What is being asked ::
Can you write out all the lines word for word, with no pictures?

=== Data ===

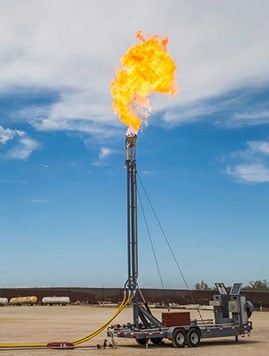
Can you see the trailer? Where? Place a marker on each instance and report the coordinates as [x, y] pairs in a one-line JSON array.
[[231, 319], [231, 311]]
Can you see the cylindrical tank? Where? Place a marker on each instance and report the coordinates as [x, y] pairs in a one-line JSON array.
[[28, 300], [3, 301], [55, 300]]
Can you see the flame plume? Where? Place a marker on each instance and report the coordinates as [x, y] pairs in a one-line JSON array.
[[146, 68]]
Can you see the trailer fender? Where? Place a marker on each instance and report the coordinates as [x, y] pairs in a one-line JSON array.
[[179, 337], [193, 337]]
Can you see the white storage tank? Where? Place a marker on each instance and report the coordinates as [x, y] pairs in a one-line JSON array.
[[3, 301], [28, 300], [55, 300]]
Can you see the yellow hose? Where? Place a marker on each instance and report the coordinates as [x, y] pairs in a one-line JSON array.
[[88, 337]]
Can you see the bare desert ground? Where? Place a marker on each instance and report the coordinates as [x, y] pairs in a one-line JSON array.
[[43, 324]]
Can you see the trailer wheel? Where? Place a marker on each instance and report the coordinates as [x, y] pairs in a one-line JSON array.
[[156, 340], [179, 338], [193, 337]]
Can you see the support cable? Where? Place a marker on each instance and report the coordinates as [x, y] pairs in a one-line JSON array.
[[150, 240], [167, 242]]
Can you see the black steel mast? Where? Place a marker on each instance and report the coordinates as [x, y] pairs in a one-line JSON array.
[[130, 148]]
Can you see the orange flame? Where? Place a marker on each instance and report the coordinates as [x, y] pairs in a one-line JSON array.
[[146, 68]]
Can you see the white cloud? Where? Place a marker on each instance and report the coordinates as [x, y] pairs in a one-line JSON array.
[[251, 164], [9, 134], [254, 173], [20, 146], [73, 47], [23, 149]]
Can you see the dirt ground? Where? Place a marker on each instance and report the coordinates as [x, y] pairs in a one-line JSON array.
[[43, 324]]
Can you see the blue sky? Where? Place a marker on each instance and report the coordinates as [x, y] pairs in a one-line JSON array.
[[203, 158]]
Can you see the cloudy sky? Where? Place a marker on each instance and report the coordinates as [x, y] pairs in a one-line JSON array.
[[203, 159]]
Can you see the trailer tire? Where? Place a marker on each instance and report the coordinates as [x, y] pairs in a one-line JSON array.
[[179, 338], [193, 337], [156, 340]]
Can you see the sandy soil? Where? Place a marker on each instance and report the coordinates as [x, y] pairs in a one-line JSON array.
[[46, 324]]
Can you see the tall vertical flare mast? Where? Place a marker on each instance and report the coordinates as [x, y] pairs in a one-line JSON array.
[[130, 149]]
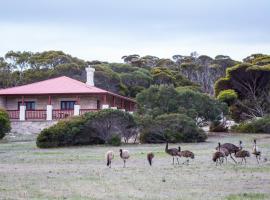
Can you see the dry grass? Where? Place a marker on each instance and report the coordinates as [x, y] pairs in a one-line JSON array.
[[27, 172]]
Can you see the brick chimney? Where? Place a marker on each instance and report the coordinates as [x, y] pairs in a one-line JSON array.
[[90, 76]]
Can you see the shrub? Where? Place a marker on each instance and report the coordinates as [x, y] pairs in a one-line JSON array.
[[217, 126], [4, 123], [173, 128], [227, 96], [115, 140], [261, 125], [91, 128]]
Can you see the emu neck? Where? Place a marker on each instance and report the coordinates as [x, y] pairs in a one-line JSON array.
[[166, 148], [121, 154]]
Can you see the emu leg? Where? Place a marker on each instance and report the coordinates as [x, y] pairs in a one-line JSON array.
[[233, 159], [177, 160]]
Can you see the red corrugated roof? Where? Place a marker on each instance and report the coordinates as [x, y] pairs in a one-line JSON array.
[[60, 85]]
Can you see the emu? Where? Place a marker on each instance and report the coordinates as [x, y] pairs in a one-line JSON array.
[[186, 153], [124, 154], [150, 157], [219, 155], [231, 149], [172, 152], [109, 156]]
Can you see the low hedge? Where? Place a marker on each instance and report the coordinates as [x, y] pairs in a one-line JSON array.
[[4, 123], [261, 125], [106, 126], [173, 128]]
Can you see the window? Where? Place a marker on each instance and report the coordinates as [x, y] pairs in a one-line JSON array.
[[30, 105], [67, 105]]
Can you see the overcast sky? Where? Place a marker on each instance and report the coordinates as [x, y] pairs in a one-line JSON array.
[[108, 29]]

===

Problem solution ::
Can you see the trailer? Where? Place a marker on each instance and report the coordinates as [x, y] pairs in a one-line JSON array.
[[231, 319], [231, 311]]
Can you see the cylindrical tank? Where? Place a marker on each instance and report the coordinates as [x, y] pairs in a one-line JSON array.
[[28, 300], [3, 301], [55, 300]]
Can you see the flame plume? Where? Place a marker on each instance and report the coordinates as [x, y] pairs in a one-line JSON array.
[[146, 68]]
Can you see the trailer fender? Where? Place a marker on each instance and report the coordinates as [x, y] pairs in a one-line JSON array.
[[179, 337], [193, 337]]
Can you see the white storage tank? Where? Place a marker on each instance and report the coordinates as [x, y] pairs in a one-line JSON array.
[[3, 301], [28, 300], [55, 300]]
Can you see the yellow hose? Where? Place a marker on each instance and report the coordinates as [x, y] pairs in a one-line JSON array.
[[88, 337]]
Can you see the bare desert ground? Where? Place a marker on each instance and report the coordinates as [x, y] pairs in a one-line JSON array.
[[43, 324]]
Can you see the trailer wheel? Where? Place a marker on each instance and report the coordinates as [x, y] pairs in a one-line JSON array.
[[156, 340], [179, 338], [193, 337]]
Can you see the support cable? Where? Place a marker on each instance and report the coordinates as [x, y] pairs in a one-line JSON array.
[[150, 240], [167, 242]]
Can you see the black steel mast? Where? Place a marker on each instance and report the coordinates as [x, y] pairs in a one-line JSON array.
[[130, 148]]
Can you see the orange flame? Where? Place a marker on each instance and report the coordinates as [x, y] pairs in a one-line JSON array.
[[146, 68]]
Can you see the white cloud? Where? Place a marker on each instance and report the coordinates as [x, y] pairs in a one-line JSON array.
[[251, 164], [9, 134], [254, 173], [20, 146], [73, 47], [23, 149]]
Can you see the dirt ground? Where? Place a marker on each instance and report the coordinates as [x, y] pairs in a one-line JSON array.
[[43, 324]]
Can you see the blue sky? Where? Place a marker on each instance and report the coordinates as [x, y] pairs in a one-line JSON array.
[[203, 158]]
Can you see the cloudy sky? Where? Place a marker on each instance and report the coordinates as [x, y] pairs in a one-line JSON array.
[[203, 159]]
Can you see the trailer tire? Where? Place a marker on each instance and report the coordinates as [x, y] pairs in a one-line JSON array.
[[179, 338], [193, 337], [156, 340]]
Can you see the sandy soil? Where? Place a marker on each instance and report the coordinates as [x, y] pairs in a one-line JSON array.
[[46, 324]]
Can you see the tall vertical flare mast? Where? Place a marker on each instance and report the coordinates as [x, y] pairs in a one-line JSON array.
[[130, 149]]
Can you see the dry grass? Where? Place a marker on each instance and report the coordinates as [x, y] pairs in a one-line JSON array.
[[27, 172]]
Can you see the brick chimney? Where? Place a marker on each instance and report the coordinates as [x, y] pairs in a one-line JSON array.
[[90, 76]]
Can you see the shrub? Where? Place a marker on each instance and report the coordinates as [x, y] pairs in a one-line JSON array.
[[217, 126], [4, 123], [173, 128], [227, 96], [115, 140], [261, 125], [91, 128]]
Can you see the emu neck? Where? Place a marker on each instance and report the coordinates as [x, y] pairs in a one-line JSON array.
[[166, 148], [121, 154]]
Can you see the emu leg? Where? Place a marker on each instance and report the coordinates as [x, y] pairs in a one-line JSON array.
[[233, 159], [177, 160]]
Can you see the red corrugated roof? Where? Place a marker on each instance and report the coordinates as [x, y] pairs in a one-line JSON array.
[[60, 85]]
Can you see the emu? Where? Place a marker on each instance and report the coordinates as [x, y] pairs in a one-line JSON array.
[[186, 153], [124, 154], [150, 157], [219, 155], [231, 149], [172, 152], [109, 156]]
Can you see the low hedge? Where? Place a marker on each instance and report the coordinates as [x, y] pairs in a one-line JSON array.
[[4, 123], [261, 125], [106, 126], [173, 128]]
Can you see the window? Where? Place a marker on each instance and report the coordinates as [x, y] pairs in a one-line JSON array.
[[30, 105], [67, 105]]
Can you see the overcast sky? Where? Place a marker on each instance and report the coordinates as [x, y] pairs in a one-line JSON array.
[[108, 29]]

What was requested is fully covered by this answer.